• [Exercise aim]:
Turn these lines into a JSON list of strings with one string per line, skipping blank lines and leaving the pictures out. Cover all the records.

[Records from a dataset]
=-=-=-=-=

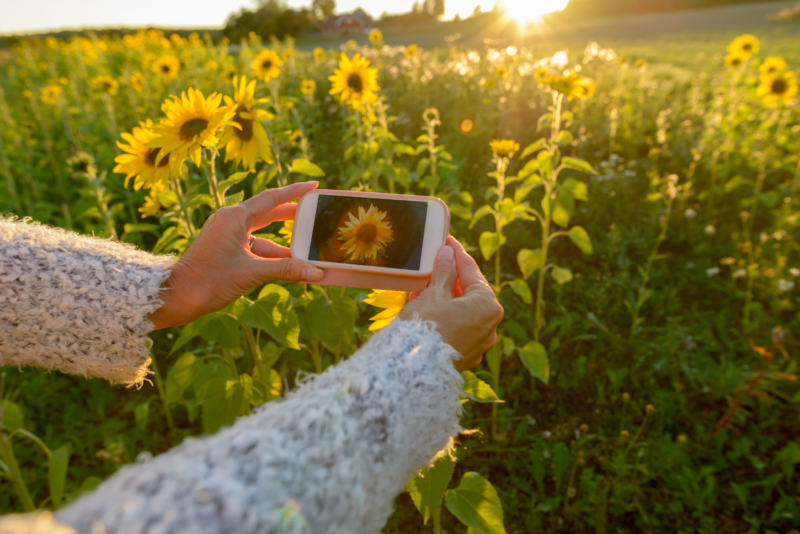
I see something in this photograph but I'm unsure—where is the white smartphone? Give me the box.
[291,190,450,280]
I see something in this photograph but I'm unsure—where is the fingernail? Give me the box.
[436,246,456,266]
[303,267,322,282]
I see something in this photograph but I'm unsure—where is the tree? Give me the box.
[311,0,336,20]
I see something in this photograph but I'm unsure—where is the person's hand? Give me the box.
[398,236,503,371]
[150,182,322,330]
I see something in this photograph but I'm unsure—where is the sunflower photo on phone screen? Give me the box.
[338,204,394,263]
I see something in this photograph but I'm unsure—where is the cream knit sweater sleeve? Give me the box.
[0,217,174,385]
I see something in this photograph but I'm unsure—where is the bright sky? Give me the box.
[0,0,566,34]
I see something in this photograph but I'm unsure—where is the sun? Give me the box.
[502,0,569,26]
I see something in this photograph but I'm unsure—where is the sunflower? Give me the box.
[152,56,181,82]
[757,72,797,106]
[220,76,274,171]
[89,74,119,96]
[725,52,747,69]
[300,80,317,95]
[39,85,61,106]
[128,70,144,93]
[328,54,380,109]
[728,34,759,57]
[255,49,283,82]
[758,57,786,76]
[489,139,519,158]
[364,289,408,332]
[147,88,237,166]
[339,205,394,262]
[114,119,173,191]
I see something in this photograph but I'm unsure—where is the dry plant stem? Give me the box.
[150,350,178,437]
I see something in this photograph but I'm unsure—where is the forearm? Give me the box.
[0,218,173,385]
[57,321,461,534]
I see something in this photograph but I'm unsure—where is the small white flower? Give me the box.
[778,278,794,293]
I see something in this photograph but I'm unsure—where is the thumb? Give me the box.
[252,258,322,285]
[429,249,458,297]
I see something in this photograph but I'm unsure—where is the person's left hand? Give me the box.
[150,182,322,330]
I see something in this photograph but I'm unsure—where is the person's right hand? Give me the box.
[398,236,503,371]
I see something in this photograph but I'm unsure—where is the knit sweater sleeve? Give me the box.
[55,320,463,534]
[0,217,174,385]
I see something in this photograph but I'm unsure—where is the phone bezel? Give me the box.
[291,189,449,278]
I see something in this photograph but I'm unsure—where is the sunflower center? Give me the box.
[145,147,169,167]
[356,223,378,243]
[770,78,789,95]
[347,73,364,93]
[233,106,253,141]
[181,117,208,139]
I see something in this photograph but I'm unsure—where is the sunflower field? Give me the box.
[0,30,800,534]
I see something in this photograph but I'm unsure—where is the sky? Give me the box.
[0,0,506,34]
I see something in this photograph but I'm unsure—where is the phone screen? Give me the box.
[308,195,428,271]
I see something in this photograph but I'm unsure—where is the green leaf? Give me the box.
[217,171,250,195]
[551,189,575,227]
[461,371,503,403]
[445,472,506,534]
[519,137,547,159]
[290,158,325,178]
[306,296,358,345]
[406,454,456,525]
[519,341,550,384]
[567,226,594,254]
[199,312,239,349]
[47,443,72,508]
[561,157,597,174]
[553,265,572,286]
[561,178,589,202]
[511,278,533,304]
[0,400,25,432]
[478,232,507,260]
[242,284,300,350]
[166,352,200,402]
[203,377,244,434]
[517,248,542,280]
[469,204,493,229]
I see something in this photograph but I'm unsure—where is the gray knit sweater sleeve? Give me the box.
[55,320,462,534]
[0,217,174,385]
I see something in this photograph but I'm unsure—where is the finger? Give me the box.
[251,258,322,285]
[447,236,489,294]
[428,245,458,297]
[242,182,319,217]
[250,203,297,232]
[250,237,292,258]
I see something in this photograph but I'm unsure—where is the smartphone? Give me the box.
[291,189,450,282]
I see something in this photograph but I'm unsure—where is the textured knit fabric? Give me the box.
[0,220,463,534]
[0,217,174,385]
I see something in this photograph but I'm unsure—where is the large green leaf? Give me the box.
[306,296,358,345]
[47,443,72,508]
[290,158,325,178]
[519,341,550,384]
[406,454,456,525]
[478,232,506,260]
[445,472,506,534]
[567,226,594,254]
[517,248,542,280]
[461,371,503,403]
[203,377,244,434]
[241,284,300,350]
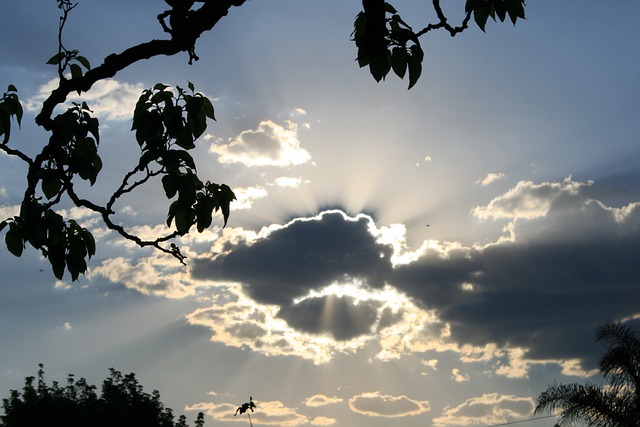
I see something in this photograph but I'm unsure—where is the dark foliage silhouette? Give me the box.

=-=-=-=-=

• [Solution to this problem]:
[
  "I see something in this photograph but I'm unsure—where is the white smartphone? Give me the box.",
  "[291,190,450,280]",
  "I see something in this photograph but I'm unsure—where is the fingernail? Give me the box.",
  "[436,246,456,266]",
  "[303,267,322,282]",
  "I see something in this photograph but I'm unsure—where is the tree? Give me the box.",
  "[311,0,336,20]",
  "I see something in this photograph but I'm unsure—where is the person's hand? Give me the box.",
  "[398,236,503,371]",
  "[150,182,322,330]",
  "I see something in this photograph but I'm unsure—where is the sunflower photo on phone screen? Give me the box.",
  "[338,204,394,263]",
  "I see something in this photograph but I'm unsure—where is the cream knit sweater sleeve? Give me the box.",
  "[0,217,174,385]",
  "I see something in this photograph but I'm unsure—where is the bright sky? Give me the box.",
  "[0,0,566,34]",
  "I see something in this photograph but I'm unsure—where is the sun? Give me the box.",
  "[502,0,569,26]",
  "I see something in this photograph but I'm unsure—where is the sunflower? Give me the box.",
  "[152,56,181,82]",
  "[757,72,797,106]",
  "[220,76,274,171]",
  "[89,74,119,96]",
  "[725,52,747,69]",
  "[300,80,317,95]",
  "[39,85,61,106]",
  "[128,70,144,93]",
  "[328,54,380,109]",
  "[728,34,759,57]",
  "[255,49,283,82]",
  "[758,57,786,76]",
  "[489,139,519,158]",
  "[364,289,408,332]",
  "[147,88,237,166]",
  "[339,205,394,262]",
  "[114,119,173,191]",
  "I see something in this photograph but I'm unsure—where is the dry plant stem? Give me the box.",
  "[150,350,178,437]",
  "I see something in this photograph but I'm unsure—where is the forearm? Give me the box.",
  "[0,218,173,385]",
  "[57,321,461,534]",
  "I see something in this photograph but I'm unsure—where is the small white flower? Give me the box.",
  "[778,278,794,293]",
  "I see something in this photograph but I'm unsure—where is the thumb? Give me the box.",
  "[252,258,322,285]",
  "[429,249,458,297]",
  "I see something in this photograph but I'm unsure—where is the person's left hand? Give me the box.",
  "[150,182,322,330]",
  "I see something in this photograph but I'm unsure—where is the person's right hand? Give me the box.",
  "[398,236,503,371]",
  "I see something in this photograph but I'm unsure—where is the knit sweater sleeve? Give me the box.",
  "[55,320,463,534]",
  "[0,217,174,385]",
  "I see something in this photograph but I'm unsure—where is the phone bezel? Give me the box.",
  "[291,189,449,278]",
  "I see something in this photograph but I'm unsure—where is the sunflower center? Give me the box.",
  "[145,147,169,167]",
  "[356,223,378,243]",
  "[770,78,789,95]",
  "[347,73,364,93]",
  "[233,106,253,141]",
  "[181,117,208,139]",
  "I see something in this photograph but I'm unsure—where is the sunflower field? Give me the box.",
  "[0,30,800,534]",
  "I see something in this photograph but I'm unsure—where is the sky? Give me the box.",
  "[0,0,506,34]",
  "I see something in this photograph but I'm unsure—where is the phone screen? Give me the box.",
  "[308,195,428,271]",
  "I see something in this photograph but I'm unsure—where is the green leaf? Give me the box.",
  "[217,171,250,195]",
  "[551,189,575,227]",
  "[461,371,503,403]",
  "[445,472,506,534]",
  "[519,137,547,159]",
  "[290,158,325,178]",
  "[306,296,358,345]",
  "[406,454,456,525]",
  "[519,341,550,384]",
  "[567,226,594,254]",
  "[199,312,239,349]",
  "[47,443,72,508]",
  "[561,157,597,174]",
  "[553,265,572,286]",
  "[561,178,589,202]",
  "[511,278,533,304]",
  "[0,400,25,432]",
  "[478,232,507,260]",
  "[242,284,300,350]",
  "[166,352,200,402]",
  "[203,377,244,434]",
  "[517,248,542,280]",
  "[469,204,493,229]",
  "I see something in this photograph but I'm unsure—where is the gray knit sweater sleeve? Give me the box.",
  "[55,320,462,534]",
  "[0,217,174,385]",
  "I see something in this photograph but I'm unsure—where is the finger? Give me the box.",
  "[251,258,322,285]",
  "[447,236,489,294]",
  "[428,245,458,297]",
  "[242,182,319,217]",
  "[250,203,297,232]",
  "[250,237,292,258]",
  "I see something in this photograph but I'm unsure—where is the smartphone? Give me the box.",
  "[291,189,450,282]",
  "I see something in this photograph but I'm unsure—where is the textured knit fabric? Give me the box.",
  "[0,220,463,534]",
  "[0,217,174,385]",
  "I see something in this photograph but I'm unsure—where is the large green leaf? Give me the box.",
  "[306,296,358,345]",
  "[47,443,72,508]",
  "[290,158,325,178]",
  "[519,341,550,384]",
  "[406,454,456,525]",
  "[478,232,506,260]",
  "[445,472,506,534]",
  "[567,226,594,254]",
  "[517,248,542,280]",
  "[461,371,503,403]",
  "[203,377,244,434]",
  "[241,284,300,350]",
  "I see something in this photograph but I'm unsure—where is the dark foliage silhouette? Give me the box."
]